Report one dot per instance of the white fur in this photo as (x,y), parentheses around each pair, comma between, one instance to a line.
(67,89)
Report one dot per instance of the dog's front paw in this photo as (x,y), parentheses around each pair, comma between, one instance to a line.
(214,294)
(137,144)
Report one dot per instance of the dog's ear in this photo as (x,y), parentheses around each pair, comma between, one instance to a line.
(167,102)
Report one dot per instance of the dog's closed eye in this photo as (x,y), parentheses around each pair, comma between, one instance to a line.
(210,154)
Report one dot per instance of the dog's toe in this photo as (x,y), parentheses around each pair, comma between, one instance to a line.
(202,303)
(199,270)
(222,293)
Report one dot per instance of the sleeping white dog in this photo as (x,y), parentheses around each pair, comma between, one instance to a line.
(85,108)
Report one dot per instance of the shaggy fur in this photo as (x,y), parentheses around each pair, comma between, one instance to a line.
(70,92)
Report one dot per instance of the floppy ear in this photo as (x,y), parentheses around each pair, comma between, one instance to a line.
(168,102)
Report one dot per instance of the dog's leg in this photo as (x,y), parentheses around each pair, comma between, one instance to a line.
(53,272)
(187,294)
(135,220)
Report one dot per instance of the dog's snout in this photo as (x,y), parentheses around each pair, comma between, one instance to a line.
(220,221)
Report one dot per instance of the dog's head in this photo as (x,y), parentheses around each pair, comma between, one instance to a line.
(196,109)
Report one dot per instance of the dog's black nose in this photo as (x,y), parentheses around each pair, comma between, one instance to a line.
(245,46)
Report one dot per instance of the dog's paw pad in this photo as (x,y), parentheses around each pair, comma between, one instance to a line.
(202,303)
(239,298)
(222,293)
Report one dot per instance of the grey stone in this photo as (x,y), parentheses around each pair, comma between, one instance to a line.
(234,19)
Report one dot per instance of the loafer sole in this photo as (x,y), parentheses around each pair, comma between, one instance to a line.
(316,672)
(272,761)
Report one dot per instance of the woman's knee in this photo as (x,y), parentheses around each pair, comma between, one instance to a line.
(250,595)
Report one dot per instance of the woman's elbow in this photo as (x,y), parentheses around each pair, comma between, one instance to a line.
# # #
The required output is the whole listing, printed again exactly.

▸ RESULT OF THE TASK:
Report one dot per instance of the white fur in this photo as (x,y), parentheses around each pair, comma between, one instance to a line.
(67,89)
Report one dot per instance of the dog's front paw in this photo as (x,y), parentheses around each pair, comma between, one instance to a line.
(214,294)
(137,144)
Report one dot per instance of the dog's ear in this photo as (x,y), parentheses around each pair, comma between, one instance to a line.
(167,102)
Report one dot per instance of the dog's closed eye in this photo as (x,y), parentheses around each pair, comma between, one instance to a line.
(210,154)
Report one dot per instance of the dog's toe in this photo as (x,y), parentheses around each pair, comma between, one instance to a line.
(202,303)
(199,270)
(222,293)
Report one dot per instance of the sleeping white dog in this photo as (x,y), parentheses around each pair, comma between, one instance to a line.
(85,108)
Report one dot per instance of the shaggy fur in this photo as (x,y), parentheses around each pair, comma between, one instance to a line.
(70,92)
Report one dot per instance of the floppy ear in this photo as (x,y), parentheses around each pair, comma between, one instance to a line.
(168,102)
Report one dot per instance of the dog's leg in this photo as (x,y), parentheses around each pair, comma between, one instance to a line.
(53,272)
(187,294)
(135,220)
Report one dot per instance of the dog's snout in this photo as (x,y), parentheses around each pair, comma between, one instance to a line.
(220,221)
Report one dot per instance of the dog's head in this photo as (x,y), parentheses around each pair, comma between, one instance to a line.
(196,109)
Report one dot per instance of the dog's black nose in this photo as (x,y), parentheses around each pair, comma between, one instance to a line.
(245,46)
Report one dot per instance of the dog's paw pad in this photo as (x,y), parentheses around each pair, comma between, one instance to a line.
(202,303)
(239,298)
(222,293)
Report one dot per instance of the grey stone in this photo as (x,y), parentheses around each pair, comma between, one instance to a line.
(234,19)
Report one dot per instance of the loafer sole in this photo as (x,y), parentheses around each pair, comma between, one instance to a line.
(316,672)
(272,761)
Report one dot per instance of the woman's knee in this photo as (x,y), parentheses around each pair, comma between, one instance to a line.
(250,595)
Report one dot per instance of the woman's elbow in this photo as (x,y), parentheses around each pair, comma between, one instance to a line.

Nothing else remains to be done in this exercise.